Your objective: List every line in the listing below that contains the string "pouch", matching upper and lower case exactly.

Records to process:
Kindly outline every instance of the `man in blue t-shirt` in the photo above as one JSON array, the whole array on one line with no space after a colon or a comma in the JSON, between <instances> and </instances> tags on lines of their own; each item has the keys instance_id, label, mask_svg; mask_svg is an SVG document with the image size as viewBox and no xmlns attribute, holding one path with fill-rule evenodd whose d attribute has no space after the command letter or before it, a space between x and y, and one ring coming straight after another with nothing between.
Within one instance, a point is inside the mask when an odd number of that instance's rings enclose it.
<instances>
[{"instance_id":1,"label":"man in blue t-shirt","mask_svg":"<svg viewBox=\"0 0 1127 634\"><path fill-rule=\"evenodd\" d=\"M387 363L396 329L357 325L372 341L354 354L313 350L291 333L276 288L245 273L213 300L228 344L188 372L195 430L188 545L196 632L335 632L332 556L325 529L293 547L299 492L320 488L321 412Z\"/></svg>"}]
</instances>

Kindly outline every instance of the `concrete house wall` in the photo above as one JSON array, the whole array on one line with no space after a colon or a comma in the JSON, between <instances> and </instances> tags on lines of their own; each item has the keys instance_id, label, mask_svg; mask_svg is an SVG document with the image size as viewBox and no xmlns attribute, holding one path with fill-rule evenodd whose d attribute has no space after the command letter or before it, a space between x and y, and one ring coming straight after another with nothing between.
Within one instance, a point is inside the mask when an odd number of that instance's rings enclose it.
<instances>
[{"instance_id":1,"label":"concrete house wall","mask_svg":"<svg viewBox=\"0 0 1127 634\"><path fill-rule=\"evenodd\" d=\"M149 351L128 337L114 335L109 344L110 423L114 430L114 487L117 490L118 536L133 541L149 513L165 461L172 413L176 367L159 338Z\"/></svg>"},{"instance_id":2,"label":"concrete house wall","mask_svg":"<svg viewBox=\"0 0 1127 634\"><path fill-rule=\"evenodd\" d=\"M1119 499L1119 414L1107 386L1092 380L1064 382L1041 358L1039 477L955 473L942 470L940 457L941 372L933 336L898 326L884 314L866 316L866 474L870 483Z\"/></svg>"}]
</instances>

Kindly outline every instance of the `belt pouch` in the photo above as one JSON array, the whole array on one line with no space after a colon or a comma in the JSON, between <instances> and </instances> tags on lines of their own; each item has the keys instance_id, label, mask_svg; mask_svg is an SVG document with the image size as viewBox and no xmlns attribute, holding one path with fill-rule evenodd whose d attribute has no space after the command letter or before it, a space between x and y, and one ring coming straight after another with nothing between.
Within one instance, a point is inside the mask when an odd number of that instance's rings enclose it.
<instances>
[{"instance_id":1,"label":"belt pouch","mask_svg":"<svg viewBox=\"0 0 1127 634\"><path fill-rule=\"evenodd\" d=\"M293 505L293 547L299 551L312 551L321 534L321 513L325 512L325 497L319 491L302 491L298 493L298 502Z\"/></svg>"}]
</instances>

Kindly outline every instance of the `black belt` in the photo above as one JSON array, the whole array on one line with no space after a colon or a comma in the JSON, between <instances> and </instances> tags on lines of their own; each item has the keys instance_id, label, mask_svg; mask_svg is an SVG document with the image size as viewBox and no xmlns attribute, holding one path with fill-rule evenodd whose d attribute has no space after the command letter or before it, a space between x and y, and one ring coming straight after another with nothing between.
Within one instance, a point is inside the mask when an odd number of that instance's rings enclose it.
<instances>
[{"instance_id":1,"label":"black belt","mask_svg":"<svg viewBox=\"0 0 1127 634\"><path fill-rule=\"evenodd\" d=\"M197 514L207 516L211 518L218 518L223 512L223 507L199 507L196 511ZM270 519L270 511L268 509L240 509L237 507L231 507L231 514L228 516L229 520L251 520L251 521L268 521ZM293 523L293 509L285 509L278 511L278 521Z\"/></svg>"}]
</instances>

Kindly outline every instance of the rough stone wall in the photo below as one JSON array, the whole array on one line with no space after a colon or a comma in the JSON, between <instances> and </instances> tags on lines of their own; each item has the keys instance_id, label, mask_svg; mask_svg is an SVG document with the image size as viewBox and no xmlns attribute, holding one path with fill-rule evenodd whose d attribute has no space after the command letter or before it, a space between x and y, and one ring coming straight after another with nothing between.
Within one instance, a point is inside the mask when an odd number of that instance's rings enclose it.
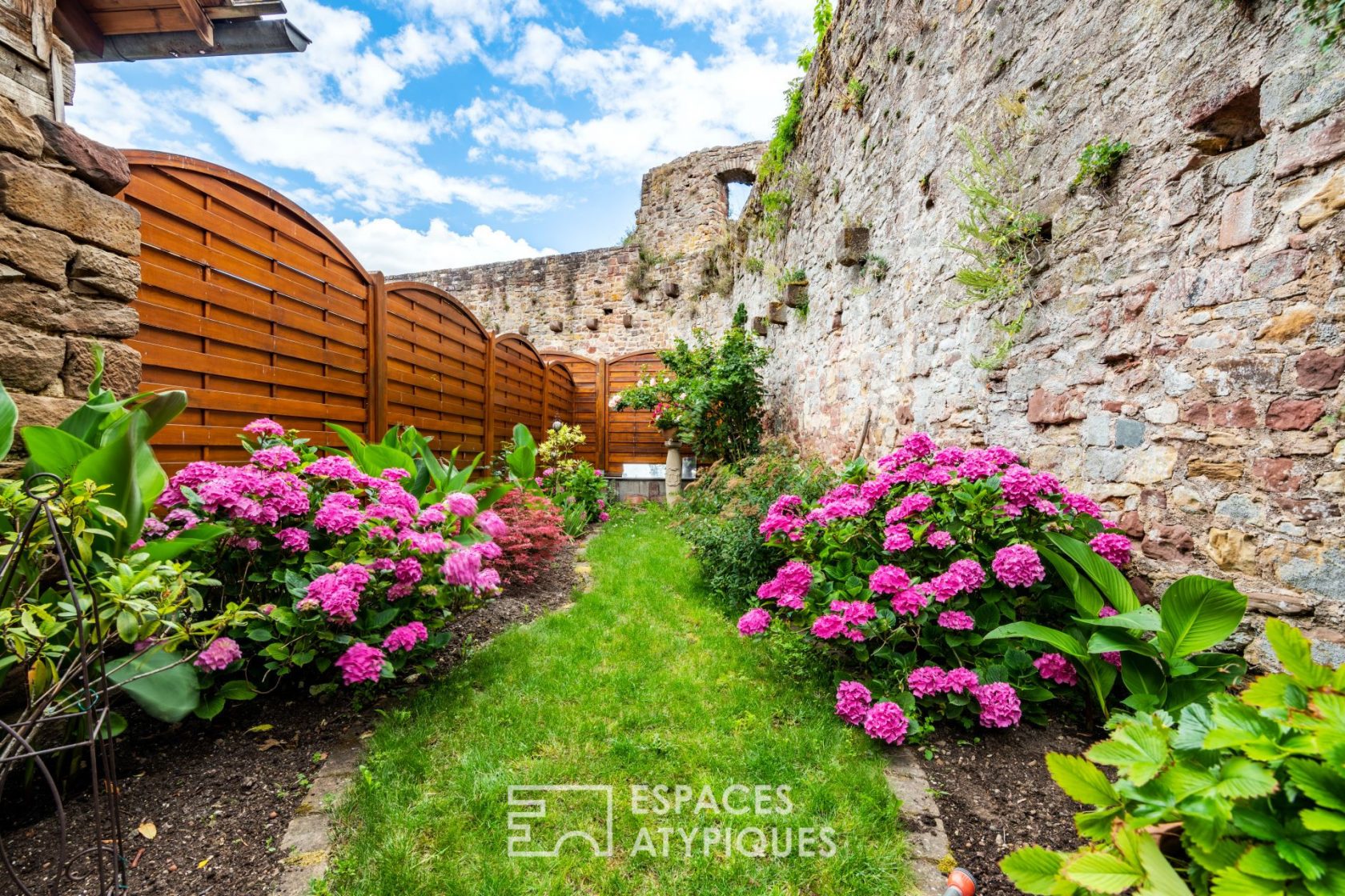
<instances>
[{"instance_id":1,"label":"rough stone wall","mask_svg":"<svg viewBox=\"0 0 1345 896\"><path fill-rule=\"evenodd\" d=\"M1283 4L850 0L804 97L769 187L792 192L788 231L753 223L759 184L728 302L775 349L777 426L833 458L865 433L868 457L912 430L1011 446L1106 498L1155 590L1231 578L1345 657L1345 56ZM1050 220L995 371L974 360L997 309L959 306L967 259L948 247L959 128L1011 152ZM1130 154L1108 188L1071 192L1104 134ZM845 263L847 224L884 279ZM799 267L806 316L771 279Z\"/></svg>"},{"instance_id":2,"label":"rough stone wall","mask_svg":"<svg viewBox=\"0 0 1345 896\"><path fill-rule=\"evenodd\" d=\"M690 322L717 320L722 302L702 300L707 257L728 259L716 251L730 230L726 184L751 183L764 148L718 146L646 173L629 246L389 279L438 286L487 328L522 332L543 351L616 357L660 348ZM632 289L632 273L643 289Z\"/></svg>"},{"instance_id":3,"label":"rough stone wall","mask_svg":"<svg viewBox=\"0 0 1345 896\"><path fill-rule=\"evenodd\" d=\"M120 341L140 328L140 214L116 199L130 180L125 157L54 121L50 95L46 114L28 114L40 91L22 75L9 78L22 90L0 77L0 380L19 426L54 426L87 394L91 343L109 388L140 386L140 355Z\"/></svg>"}]
</instances>

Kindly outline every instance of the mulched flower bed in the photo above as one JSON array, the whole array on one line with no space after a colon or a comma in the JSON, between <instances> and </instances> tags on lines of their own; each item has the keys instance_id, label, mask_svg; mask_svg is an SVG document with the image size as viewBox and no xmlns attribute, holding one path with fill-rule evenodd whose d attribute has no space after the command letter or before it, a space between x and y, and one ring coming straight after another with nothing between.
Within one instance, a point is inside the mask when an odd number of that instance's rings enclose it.
<instances>
[{"instance_id":1,"label":"mulched flower bed","mask_svg":"<svg viewBox=\"0 0 1345 896\"><path fill-rule=\"evenodd\" d=\"M978 896L1018 893L999 860L1032 844L1072 850L1079 803L1046 771L1048 752L1080 754L1099 739L1068 723L994 732L943 731L921 756L958 864L976 876ZM919 748L917 748L919 751Z\"/></svg>"},{"instance_id":2,"label":"mulched flower bed","mask_svg":"<svg viewBox=\"0 0 1345 896\"><path fill-rule=\"evenodd\" d=\"M469 645L568 604L576 582L576 549L562 549L534 584L508 588L487 606L453 619L448 630L455 637L437 658L440 670L456 665ZM430 680L422 677L413 686ZM132 860L129 893L268 892L284 858L278 844L325 752L343 737L367 732L377 711L397 700L398 692L390 692L356 711L342 699L274 695L231 703L214 723L191 719L164 727L132 719L130 733L117 743L122 826ZM71 846L82 849L86 844L79 832L87 829L89 807L74 799L66 810ZM144 822L153 823L153 840L137 830ZM4 833L5 848L35 889L34 872L51 860L52 836L50 818ZM11 887L0 870L0 892ZM74 885L62 893L83 896Z\"/></svg>"}]
</instances>

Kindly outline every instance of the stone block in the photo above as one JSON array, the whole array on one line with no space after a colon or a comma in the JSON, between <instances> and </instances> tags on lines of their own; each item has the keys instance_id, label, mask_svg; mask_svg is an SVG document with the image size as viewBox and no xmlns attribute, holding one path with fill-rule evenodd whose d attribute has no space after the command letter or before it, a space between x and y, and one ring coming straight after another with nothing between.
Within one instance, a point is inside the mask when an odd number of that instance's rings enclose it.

Worked answer:
Kindly outline every instance of the `belt pouch` in the photo above as one JSON array, the whole array on one line with no space after a colon or a comma in the JSON, between <instances> and </instances> tags on lines of their own; each item has the keys instance_id, label, mask_svg; mask_svg is an SVG document with the image size as viewBox and no xmlns attribute, holding one path with fill-rule evenodd whose d attribute has no space after the command letter or before it, a space between x and y, and one ring coming straight after another with nothing between.
[{"instance_id":1,"label":"belt pouch","mask_svg":"<svg viewBox=\"0 0 1127 634\"><path fill-rule=\"evenodd\" d=\"M293 505L293 547L299 551L312 551L321 534L321 513L325 512L325 497L319 491L302 491L298 493L298 502Z\"/></svg>"}]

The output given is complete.